*INFORMATION SUPPLIED*.
* * * * *
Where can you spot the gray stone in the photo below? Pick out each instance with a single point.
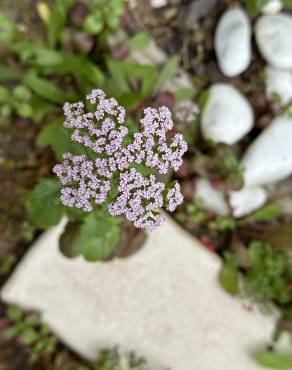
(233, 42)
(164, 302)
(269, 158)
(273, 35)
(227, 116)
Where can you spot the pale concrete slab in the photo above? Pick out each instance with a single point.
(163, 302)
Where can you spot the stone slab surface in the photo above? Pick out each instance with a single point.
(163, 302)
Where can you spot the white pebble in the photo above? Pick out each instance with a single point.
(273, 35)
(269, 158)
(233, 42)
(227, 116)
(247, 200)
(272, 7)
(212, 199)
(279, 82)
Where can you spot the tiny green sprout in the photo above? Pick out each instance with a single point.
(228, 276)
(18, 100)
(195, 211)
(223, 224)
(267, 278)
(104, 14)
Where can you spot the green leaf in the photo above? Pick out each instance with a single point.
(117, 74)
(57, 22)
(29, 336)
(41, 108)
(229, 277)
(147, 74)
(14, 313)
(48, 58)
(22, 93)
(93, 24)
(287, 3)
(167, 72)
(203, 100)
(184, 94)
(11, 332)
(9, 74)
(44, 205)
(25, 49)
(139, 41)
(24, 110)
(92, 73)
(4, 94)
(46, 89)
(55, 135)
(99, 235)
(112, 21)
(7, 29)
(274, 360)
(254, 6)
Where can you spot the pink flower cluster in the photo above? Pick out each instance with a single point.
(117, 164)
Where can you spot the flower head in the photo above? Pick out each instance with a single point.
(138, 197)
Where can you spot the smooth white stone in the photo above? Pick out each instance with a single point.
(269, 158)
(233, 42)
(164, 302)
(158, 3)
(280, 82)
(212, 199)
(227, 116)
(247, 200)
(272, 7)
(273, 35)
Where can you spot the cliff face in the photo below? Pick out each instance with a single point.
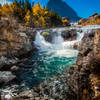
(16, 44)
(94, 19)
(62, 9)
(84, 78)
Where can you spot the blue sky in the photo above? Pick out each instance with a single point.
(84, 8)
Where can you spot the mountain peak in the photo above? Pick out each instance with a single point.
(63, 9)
* * * * *
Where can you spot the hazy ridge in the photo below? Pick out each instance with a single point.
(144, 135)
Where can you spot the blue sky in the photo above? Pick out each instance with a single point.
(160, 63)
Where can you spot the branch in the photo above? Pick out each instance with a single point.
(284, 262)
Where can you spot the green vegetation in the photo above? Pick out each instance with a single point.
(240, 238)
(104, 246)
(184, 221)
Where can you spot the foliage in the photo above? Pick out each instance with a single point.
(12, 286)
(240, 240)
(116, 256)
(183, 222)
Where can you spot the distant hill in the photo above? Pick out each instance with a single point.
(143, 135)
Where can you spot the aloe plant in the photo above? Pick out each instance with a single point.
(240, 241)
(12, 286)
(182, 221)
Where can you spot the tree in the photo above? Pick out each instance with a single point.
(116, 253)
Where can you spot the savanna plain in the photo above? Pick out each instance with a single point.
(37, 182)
* * * * *
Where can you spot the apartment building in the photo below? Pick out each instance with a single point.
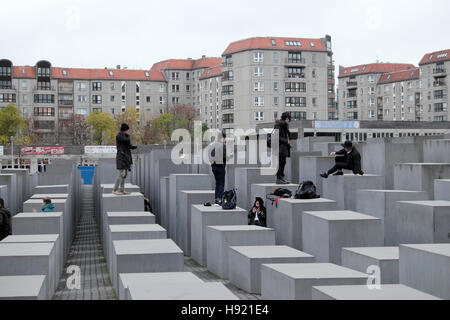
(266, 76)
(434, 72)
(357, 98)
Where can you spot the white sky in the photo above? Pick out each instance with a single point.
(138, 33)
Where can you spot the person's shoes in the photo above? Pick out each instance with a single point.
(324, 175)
* * * * *
*GIVEN INSTRUCTION*. Please pull out each line of the items above that contains the string "below". Case matters.

*RESULT*.
Where can you spot the gray stone in the photo below? Pick out each instance with a single point.
Where can you spot the cliff face in the photo below? Pick out each instance with a single point.
Where can you spot the hazy ridge in the photo below? Pick out each instance with a single point.
Where can you spot the apartment building in the photo below? Pick out each instance with a single point.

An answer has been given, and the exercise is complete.